:: Data in this exercise ::

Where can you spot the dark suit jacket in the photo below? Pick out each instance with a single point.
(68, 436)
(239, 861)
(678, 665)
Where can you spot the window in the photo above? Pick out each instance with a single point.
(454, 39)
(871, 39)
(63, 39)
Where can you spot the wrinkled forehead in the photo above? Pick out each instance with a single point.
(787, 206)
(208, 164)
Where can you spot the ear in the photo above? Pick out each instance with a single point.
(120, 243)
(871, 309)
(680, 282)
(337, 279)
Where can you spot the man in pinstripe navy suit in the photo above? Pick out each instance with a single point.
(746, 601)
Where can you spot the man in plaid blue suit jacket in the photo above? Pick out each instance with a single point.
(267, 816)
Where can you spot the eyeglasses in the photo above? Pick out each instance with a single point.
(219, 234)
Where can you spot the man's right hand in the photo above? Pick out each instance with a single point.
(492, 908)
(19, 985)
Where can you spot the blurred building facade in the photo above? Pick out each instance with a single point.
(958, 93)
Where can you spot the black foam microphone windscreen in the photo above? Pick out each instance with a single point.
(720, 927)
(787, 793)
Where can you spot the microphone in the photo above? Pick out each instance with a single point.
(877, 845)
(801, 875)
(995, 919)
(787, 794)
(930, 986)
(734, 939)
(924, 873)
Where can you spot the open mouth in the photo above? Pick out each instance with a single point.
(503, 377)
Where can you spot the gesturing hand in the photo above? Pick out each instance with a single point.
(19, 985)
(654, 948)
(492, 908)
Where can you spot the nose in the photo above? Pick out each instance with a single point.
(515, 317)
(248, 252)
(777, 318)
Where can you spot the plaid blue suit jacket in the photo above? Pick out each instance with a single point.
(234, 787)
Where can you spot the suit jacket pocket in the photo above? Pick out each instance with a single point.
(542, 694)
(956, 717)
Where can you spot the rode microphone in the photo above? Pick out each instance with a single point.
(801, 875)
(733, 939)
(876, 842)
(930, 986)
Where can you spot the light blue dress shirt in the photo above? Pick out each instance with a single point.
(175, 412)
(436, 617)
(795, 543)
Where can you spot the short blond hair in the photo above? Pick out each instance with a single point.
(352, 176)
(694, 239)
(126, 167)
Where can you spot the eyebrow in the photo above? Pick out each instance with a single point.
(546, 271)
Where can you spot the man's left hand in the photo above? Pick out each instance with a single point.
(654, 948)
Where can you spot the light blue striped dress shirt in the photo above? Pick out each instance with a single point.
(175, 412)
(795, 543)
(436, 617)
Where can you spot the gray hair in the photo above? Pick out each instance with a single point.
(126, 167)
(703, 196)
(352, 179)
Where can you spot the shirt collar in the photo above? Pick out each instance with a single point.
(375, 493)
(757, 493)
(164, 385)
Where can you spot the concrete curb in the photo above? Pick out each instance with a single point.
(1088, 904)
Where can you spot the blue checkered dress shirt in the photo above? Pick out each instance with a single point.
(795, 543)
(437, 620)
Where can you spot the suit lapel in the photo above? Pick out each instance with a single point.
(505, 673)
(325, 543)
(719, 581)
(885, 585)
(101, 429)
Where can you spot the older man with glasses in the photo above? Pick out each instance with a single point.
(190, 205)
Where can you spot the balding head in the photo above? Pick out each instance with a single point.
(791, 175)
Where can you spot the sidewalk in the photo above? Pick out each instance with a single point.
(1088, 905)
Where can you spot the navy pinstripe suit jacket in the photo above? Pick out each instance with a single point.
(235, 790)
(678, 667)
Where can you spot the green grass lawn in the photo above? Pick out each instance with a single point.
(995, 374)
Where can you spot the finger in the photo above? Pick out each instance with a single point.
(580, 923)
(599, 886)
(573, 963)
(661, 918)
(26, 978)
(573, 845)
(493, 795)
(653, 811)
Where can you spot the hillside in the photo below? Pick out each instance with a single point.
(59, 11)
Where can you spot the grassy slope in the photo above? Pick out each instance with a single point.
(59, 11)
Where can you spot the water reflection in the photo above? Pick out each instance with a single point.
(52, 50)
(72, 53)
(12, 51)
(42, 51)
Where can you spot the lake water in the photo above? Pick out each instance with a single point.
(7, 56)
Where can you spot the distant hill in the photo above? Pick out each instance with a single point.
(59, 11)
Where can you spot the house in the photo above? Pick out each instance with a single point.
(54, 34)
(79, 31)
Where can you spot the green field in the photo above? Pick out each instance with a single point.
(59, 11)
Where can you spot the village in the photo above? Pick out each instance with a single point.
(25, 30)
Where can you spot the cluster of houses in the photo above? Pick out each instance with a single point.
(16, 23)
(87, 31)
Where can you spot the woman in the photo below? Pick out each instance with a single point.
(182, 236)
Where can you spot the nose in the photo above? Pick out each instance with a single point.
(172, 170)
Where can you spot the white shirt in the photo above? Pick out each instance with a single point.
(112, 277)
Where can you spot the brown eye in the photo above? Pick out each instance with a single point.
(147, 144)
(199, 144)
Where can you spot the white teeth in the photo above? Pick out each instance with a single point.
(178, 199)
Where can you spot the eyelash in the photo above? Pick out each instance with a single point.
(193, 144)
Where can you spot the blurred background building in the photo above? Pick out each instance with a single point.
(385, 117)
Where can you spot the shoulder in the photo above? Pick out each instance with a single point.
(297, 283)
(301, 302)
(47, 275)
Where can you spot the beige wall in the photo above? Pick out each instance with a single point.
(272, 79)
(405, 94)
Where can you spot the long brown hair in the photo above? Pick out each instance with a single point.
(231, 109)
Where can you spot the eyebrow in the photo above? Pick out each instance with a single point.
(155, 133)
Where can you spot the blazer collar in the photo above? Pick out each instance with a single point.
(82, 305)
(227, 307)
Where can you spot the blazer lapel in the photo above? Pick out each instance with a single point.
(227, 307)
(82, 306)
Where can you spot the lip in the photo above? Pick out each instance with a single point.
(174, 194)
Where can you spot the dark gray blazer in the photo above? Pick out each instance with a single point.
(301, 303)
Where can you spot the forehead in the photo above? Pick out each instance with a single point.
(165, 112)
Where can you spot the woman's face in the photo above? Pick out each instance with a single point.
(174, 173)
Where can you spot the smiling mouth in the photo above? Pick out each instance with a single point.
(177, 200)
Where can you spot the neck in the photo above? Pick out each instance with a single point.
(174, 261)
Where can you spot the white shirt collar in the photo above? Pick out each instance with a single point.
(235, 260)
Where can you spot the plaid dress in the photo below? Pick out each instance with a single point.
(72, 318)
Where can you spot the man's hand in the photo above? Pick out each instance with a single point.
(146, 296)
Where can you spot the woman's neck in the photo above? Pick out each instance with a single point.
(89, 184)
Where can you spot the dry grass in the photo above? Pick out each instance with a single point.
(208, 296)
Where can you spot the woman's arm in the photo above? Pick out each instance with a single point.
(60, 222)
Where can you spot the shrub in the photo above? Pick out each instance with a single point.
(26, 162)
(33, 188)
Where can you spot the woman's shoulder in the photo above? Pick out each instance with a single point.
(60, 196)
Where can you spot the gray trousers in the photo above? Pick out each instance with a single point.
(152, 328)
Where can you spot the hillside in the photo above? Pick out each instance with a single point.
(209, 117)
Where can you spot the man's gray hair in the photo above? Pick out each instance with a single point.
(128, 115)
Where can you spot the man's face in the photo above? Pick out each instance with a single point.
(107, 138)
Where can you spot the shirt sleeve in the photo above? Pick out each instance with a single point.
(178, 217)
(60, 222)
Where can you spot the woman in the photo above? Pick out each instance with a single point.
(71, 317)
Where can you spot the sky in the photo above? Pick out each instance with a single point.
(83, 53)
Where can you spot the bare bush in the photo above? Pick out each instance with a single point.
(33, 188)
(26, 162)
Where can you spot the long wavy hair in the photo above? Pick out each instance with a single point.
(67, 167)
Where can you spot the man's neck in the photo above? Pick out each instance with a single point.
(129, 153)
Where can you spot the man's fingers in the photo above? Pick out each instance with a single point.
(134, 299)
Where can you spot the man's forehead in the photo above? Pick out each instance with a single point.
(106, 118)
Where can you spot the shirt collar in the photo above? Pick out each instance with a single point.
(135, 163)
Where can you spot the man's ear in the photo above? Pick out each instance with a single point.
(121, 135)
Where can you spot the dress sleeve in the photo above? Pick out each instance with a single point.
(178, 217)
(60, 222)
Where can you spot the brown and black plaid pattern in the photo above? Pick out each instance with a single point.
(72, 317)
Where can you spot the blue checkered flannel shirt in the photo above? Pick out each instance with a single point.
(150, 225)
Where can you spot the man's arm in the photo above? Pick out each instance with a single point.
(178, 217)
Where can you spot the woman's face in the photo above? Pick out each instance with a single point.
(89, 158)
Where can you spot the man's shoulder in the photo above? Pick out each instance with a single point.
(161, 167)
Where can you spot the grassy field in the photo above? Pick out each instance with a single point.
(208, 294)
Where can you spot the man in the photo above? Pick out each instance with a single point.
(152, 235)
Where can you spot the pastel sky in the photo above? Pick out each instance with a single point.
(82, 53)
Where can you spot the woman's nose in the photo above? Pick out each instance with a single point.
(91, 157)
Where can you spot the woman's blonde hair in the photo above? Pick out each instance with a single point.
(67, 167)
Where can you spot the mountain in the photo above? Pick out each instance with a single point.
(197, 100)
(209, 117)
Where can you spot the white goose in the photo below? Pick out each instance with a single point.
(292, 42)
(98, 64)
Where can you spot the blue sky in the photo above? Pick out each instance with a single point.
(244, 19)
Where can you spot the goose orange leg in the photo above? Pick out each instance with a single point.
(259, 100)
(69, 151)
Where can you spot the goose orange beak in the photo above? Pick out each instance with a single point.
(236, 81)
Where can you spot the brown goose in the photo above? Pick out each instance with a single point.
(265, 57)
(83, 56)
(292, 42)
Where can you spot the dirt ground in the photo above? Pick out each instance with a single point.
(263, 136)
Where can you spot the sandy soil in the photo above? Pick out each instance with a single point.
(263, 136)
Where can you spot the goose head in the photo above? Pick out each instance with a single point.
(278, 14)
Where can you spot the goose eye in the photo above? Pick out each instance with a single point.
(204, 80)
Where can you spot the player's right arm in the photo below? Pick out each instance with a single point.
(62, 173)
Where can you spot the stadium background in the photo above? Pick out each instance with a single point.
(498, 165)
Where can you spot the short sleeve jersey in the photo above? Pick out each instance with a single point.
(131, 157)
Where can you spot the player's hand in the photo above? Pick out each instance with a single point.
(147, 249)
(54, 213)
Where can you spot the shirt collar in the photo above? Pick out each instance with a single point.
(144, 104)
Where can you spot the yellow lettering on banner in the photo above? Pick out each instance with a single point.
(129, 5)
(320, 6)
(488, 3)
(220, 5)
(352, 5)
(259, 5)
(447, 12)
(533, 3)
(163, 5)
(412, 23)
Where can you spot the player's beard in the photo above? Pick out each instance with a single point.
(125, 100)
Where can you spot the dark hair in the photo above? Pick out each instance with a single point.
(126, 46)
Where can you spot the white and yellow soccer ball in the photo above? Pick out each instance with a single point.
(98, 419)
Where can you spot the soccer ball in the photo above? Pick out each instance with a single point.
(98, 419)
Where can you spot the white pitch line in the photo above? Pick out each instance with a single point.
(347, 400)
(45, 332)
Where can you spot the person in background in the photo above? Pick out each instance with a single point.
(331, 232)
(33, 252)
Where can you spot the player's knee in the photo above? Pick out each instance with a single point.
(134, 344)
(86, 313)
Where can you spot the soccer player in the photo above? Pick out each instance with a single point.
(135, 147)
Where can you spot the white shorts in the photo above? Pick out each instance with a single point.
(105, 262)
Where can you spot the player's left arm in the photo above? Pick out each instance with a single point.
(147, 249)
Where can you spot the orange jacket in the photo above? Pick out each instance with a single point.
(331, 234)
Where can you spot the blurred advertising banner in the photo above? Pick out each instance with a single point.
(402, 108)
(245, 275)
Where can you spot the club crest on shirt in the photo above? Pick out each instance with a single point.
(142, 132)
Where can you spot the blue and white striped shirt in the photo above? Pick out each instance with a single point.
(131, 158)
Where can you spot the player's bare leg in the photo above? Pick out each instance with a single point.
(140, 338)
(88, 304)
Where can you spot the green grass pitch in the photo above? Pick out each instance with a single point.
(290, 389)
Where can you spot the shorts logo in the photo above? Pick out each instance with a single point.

:::

- Exercise prompt
Repeat, with no changes, each line from the one with "Where can you spot the white and" to the end of the listing, including both ends and nothing else.

- Result
Where can you spot the white and yellow soccer ball in the photo above? Pick out each instance with a single point.
(98, 419)
Where can you spot the soccer ball in the photo above? Pick out each instance with a single point.
(98, 419)
Where can you spot the white pitch line in the photo above? Pick out each instance with a single point.
(347, 400)
(45, 332)
Where can you spot the person in background in the photo above? Pick out each instance with a single point.
(331, 232)
(33, 252)
Where can you spot the player's knee in the photo above? Pick out each instance with a single point.
(134, 344)
(86, 313)
Where can you spot the soccer player in the photo above? Pick out each instance with a single point.
(135, 147)
Where can you spot the white shorts in the photo above? Pick out each instance with a single point.
(105, 262)
Where can you spot the player's left arm in the photo above? Pick out each instance with a single point.
(147, 249)
Where can you spot the orange jacket in the photo above? Pick out each instance with a single point.
(331, 234)
Where can you spot the blurred advertising banner in the photo above? Pick out each instance with a single point.
(402, 108)
(245, 275)
Where can you spot the club crest on shirt in the photo above? Pick out each instance with a single point.
(142, 132)
Where can you spot the blue and white striped shirt in the photo above? Pick out each instance with a single point.
(131, 158)
Where can you spot the player's bare leg in the photo above? Pick out each instance with a single point.
(140, 338)
(88, 304)
Where can you spot the green grass pitch in the photo above? Pick out each instance with a single point.
(290, 389)
Where can you spot the shorts logo in the photo above? Pick out each instance with a single point.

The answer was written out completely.